▶ **Exercise**: Each entry below is to be printed verbatim.

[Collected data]
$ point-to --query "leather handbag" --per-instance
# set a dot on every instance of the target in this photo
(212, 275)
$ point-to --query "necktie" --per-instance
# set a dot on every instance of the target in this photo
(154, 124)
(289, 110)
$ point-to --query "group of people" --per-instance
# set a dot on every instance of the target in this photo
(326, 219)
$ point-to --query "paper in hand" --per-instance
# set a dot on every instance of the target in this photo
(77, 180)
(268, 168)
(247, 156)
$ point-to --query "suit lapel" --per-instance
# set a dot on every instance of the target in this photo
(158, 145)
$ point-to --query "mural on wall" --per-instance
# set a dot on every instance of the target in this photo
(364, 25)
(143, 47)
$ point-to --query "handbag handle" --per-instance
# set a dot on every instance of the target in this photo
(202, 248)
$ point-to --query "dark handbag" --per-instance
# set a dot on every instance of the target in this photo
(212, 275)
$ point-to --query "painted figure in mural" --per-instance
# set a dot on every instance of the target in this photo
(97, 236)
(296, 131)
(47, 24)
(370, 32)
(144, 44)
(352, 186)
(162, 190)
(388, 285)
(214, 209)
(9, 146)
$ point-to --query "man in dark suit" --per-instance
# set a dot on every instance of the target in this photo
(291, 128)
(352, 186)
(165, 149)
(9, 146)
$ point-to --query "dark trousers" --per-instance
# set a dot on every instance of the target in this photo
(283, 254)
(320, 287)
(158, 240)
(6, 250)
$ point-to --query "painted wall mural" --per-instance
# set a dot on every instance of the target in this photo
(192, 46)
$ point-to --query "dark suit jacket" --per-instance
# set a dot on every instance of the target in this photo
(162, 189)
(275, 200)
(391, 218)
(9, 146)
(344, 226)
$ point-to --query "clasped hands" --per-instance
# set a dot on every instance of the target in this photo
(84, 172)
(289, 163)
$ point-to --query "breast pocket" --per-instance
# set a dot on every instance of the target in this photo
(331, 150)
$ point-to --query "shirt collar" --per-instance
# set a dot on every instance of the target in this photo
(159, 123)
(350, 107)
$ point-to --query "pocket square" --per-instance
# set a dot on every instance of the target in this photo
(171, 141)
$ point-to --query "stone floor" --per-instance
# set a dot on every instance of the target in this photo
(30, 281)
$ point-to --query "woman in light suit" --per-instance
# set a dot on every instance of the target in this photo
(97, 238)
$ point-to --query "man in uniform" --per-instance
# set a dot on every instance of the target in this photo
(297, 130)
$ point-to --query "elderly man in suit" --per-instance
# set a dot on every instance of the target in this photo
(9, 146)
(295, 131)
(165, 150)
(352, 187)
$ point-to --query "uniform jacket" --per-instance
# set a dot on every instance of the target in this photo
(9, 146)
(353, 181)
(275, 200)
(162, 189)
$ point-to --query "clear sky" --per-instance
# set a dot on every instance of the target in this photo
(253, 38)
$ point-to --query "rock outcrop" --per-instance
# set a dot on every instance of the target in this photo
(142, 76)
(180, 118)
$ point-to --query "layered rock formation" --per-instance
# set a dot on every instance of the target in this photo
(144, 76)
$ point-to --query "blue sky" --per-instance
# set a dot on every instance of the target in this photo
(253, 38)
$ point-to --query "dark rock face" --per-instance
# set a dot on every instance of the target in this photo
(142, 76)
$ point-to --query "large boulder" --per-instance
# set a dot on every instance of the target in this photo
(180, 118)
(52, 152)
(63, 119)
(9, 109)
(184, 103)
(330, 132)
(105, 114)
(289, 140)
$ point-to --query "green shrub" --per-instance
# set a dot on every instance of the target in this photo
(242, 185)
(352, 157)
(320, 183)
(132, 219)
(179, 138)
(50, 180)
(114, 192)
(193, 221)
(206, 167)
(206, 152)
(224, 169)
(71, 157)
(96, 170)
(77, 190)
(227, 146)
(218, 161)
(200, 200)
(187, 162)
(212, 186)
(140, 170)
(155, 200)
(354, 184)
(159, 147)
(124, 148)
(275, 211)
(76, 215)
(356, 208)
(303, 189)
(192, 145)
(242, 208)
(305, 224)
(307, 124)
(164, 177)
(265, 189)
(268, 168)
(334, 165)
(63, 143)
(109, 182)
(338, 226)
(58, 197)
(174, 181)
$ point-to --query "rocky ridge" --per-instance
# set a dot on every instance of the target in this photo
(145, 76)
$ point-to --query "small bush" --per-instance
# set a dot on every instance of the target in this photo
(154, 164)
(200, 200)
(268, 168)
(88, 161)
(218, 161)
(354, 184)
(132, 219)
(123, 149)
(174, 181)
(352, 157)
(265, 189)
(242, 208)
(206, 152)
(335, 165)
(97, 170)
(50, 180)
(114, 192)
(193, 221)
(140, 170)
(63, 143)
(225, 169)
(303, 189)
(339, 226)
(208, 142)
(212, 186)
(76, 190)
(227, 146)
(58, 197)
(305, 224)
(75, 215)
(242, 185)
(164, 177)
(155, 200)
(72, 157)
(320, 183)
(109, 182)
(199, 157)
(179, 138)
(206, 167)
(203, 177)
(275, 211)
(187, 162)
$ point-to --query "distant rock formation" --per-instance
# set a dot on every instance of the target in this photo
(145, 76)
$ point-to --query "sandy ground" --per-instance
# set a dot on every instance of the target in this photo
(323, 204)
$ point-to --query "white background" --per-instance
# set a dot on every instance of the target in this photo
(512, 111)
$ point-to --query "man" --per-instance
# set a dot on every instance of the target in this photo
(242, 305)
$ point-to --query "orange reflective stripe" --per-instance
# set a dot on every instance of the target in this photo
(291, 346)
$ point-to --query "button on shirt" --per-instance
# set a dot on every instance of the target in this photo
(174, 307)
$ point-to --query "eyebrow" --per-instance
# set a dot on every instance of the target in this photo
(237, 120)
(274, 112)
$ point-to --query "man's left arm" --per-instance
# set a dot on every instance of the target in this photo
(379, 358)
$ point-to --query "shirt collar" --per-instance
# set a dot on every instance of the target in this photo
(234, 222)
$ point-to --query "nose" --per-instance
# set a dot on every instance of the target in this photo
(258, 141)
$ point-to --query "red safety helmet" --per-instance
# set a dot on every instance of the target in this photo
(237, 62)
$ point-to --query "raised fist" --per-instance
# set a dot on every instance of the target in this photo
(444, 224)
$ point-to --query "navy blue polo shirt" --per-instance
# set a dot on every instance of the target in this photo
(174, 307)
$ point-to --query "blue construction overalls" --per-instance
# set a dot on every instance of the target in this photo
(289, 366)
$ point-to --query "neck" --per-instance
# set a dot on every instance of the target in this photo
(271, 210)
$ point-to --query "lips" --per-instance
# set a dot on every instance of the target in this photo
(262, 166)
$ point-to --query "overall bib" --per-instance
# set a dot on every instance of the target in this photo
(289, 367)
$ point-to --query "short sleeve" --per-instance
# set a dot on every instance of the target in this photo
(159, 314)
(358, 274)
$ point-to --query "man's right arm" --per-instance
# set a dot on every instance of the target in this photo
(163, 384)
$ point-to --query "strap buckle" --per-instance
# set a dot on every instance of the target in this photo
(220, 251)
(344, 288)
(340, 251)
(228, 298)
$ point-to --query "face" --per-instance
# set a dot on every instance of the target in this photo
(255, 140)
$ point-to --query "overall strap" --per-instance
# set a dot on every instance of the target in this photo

▶ **Exercise output**:
$ point-to --query "leather handbag" --per-instance
# set a dot on every instance of the target in this photo
(212, 275)
$ point-to --query "necktie" --per-instance
# set a dot on every instance of the target in this photo
(154, 124)
(289, 110)
$ point-to --query "group of people" --per-instance
# set a dot on every instance of the target in this photo
(326, 219)
$ point-to --query "paper in hand" --per-instance
# set a dot on every instance of the target in this photo
(77, 180)
(268, 168)
(247, 156)
$ point-to --query "suit lapel" --per-instance
# set a dot on every instance of the target in this photo
(158, 145)
$ point-to --query "mural on wall" --per-instance
# set a dot on every instance of the target in this photo
(364, 25)
(143, 47)
$ point-to --query "handbag handle" --per-instance
# set a dot on every instance of the target in this photo
(202, 248)
$ point-to --query "dark handbag" --per-instance
# set a dot on every instance of the target in this photo
(212, 275)
$ point-to --query "painted figure in mural" --per-instance
# set a dot on every instance of the target in this photo
(97, 236)
(296, 131)
(47, 24)
(370, 32)
(144, 44)
(352, 186)
(162, 190)
(388, 285)
(214, 209)
(9, 146)
$ point-to --query "man in dark suit" --per-instance
# set a dot on every instance of the target in this photo
(291, 128)
(352, 186)
(165, 149)
(9, 146)
$ point-to --query "dark trousers" --per-instance
# set a dot on every instance of the target in this photo
(283, 254)
(320, 287)
(158, 240)
(6, 250)
$ point-to --query "painted wall mural" --per-instance
# set a dot on every instance of the target in this photo
(192, 46)
$ point-to --query "dark suit jacket" --per-instance
# set a dot on every instance of the target in this photo
(162, 189)
(275, 200)
(391, 218)
(9, 146)
(344, 226)
$ point-to --query "clasped hands" --per-instance
# set a dot on every instance of the target in this photo
(84, 172)
(289, 163)
$ point-to --query "breast pocket" --per-instance
# set a dot on every instance of the target in this photo
(331, 150)
$ point-to --query "shirt collar" --per-instance
# set a dot on every instance of the target in this photo
(159, 123)
(350, 107)
$ point-to --query "pocket square" --per-instance
# set a dot on every instance of the target in this photo
(171, 141)
$ point-to --query "stone floor" --per-instance
# set a dot on every instance of the target in this photo
(30, 281)
$ point-to --query "woman in light suit" --per-instance
# set a dot on every instance of the target in this photo
(97, 238)
$ point-to --query "man in uniform" --per-instance
# set a dot on every instance of the target in this photo
(297, 130)
$ point-to --query "elderly man in suit" --per-instance
# set a dot on every instance of the target in this photo
(9, 146)
(295, 131)
(165, 150)
(352, 187)
$ point-to --query "uniform jacket" --per-instance
# set a dot on every instance of the target in this photo
(9, 146)
(353, 181)
(275, 200)
(162, 189)
$ point-to --query "clear sky" --per-instance
# set a dot on every instance of the target in this photo
(253, 38)
$ point-to --query "rock outcrop" --per-instance
# set a dot on every instance of the target in this photo
(142, 76)
(180, 118)
$ point-to --query "layered rock formation" --per-instance
# set a dot on every instance of the target in this photo
(144, 76)
$ point-to --query "blue sky" --per-instance
# set a dot on every instance of the target in this photo
(253, 38)
$ point-to --query "dark rock face" --per-instance
# set a dot on every instance of the target in this photo
(142, 76)
$ point-to --query "large boulder" --per-instance
# set a dot on every instance of the target in this photo
(180, 118)
(52, 152)
(63, 119)
(9, 109)
(184, 103)
(330, 132)
(105, 114)
(289, 140)
$ point-to --query "green shrub" --per-instance
# set a dot on every instance of the target in this photo
(242, 185)
(352, 157)
(320, 183)
(132, 219)
(179, 138)
(50, 180)
(114, 192)
(193, 221)
(206, 167)
(206, 152)
(224, 169)
(71, 157)
(96, 170)
(77, 190)
(227, 146)
(218, 161)
(200, 200)
(187, 162)
(212, 186)
(140, 170)
(155, 200)
(354, 184)
(159, 147)
(124, 148)
(275, 211)
(76, 215)
(356, 208)
(303, 189)
(192, 145)
(242, 208)
(305, 224)
(307, 124)
(164, 177)
(265, 189)
(268, 168)
(334, 165)
(63, 143)
(109, 182)
(338, 226)
(58, 197)
(174, 181)
$ point-to --query "rocky ridge" --per-instance
# set a dot on every instance of the target in this photo
(145, 76)
$ point-to --query "small bush" --per-instance
# set a dot on every instance of the target in this photo
(154, 164)
(200, 200)
(268, 168)
(88, 161)
(218, 161)
(354, 184)
(132, 219)
(123, 149)
(174, 181)
(352, 157)
(265, 189)
(242, 208)
(206, 152)
(335, 165)
(97, 170)
(50, 180)
(114, 192)
(193, 221)
(140, 170)
(63, 143)
(225, 169)
(303, 189)
(339, 226)
(208, 142)
(212, 186)
(76, 190)
(227, 146)
(58, 197)
(305, 224)
(75, 215)
(242, 185)
(164, 177)
(155, 200)
(72, 157)
(320, 183)
(109, 182)
(199, 157)
(179, 138)
(206, 167)
(203, 177)
(275, 211)
(187, 162)
$ point-to --query "distant rock formation" --per-instance
# set a dot on every instance of the target in this photo
(145, 76)
$ point-to --query "sandy ground" --per-instance
# set a dot on every instance of the target in this photo
(323, 204)
$ point-to --query "white background" --per-instance
# set a dot on every instance of the target in this photo
(512, 111)
$ point-to --query "man" --per-instance
# set a dot on every instance of the target in this photo
(242, 305)
$ point-to --query "orange reflective stripe" --per-instance
# set a dot on every instance of the target in this photo
(291, 346)
$ point-to --query "button on shirt" --per-instance
# set a dot on every instance of the target in this photo
(174, 307)
$ point-to --query "eyebrow" --per-instance
# set a dot on every instance of the target in this photo
(237, 120)
(274, 112)
$ point-to --query "man's left arm" --per-instance
# set a dot on every instance of the target in this photo
(379, 358)
$ point-to --query "shirt collar" --per-instance
# set a dot on every instance of the target in this photo
(234, 222)
$ point-to --query "nose" --per-instance
# set a dot on every instance of the target in this photo
(258, 141)
$ point-to --query "red safety helmet" --per-instance
# set a dot on every instance of the target in this photo
(237, 62)
$ point-to --query "raised fist" --per-instance
# set a dot on every instance of the target in this photo
(444, 224)
$ point-to --query "navy blue polo shirt" --per-instance
# set a dot on every instance of the target in this photo
(174, 307)
$ point-to --query "blue construction overalls" --per-instance
# set a dot on every instance of the target in this photo
(289, 366)
$ point-to --query "neck" --per-instance
# set a dot on every instance of the target in this photo
(271, 210)
$ point-to --query "lips" --per-instance
# set a dot on every instance of the target in this photo
(262, 166)
$ point-to --query "overall bib" --per-instance
# set a dot on every instance of the target in this photo
(289, 367)
$ point-to --query "short sleeve" --per-instance
# set a dot on every instance of the target in this photo
(159, 314)
(358, 274)
$ point-to --query "man's right arm" --per-instance
# set a dot on every instance of the target in this photo
(163, 384)
$ point-to --query "strap buckle" --per-instance
# set a dot on every instance of the target in this photo
(220, 251)
(344, 288)
(340, 251)
(228, 298)
$ point-to --query "face" --per-instance
# set a dot on every instance of the target in this photo
(255, 140)
$ point-to --query "overall strap" --per-instance
# set a dot on every instance of the target in this photo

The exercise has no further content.